**The data**
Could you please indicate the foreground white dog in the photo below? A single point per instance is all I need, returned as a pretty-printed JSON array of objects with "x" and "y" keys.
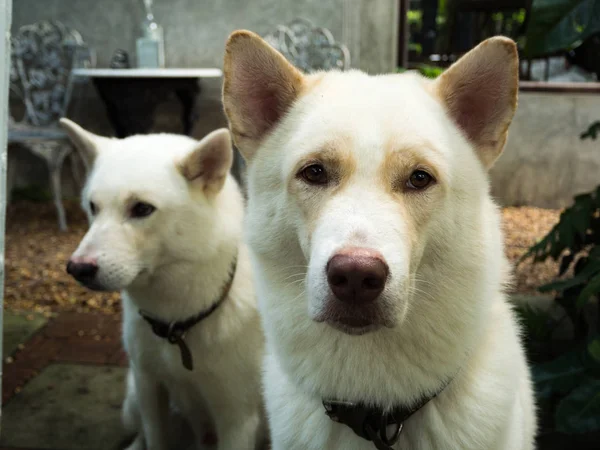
[
  {"x": 166, "y": 220},
  {"x": 378, "y": 252}
]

**How to complete this task**
Your task is an exact printout of the records above, with no pictures.

**Final answer**
Could you please indicate the foreground white dog in the photo below? A single point per instance is all I need, returned as a pretty-printed JSON array of objects with "x" and "y" keys.
[
  {"x": 166, "y": 220},
  {"x": 378, "y": 252}
]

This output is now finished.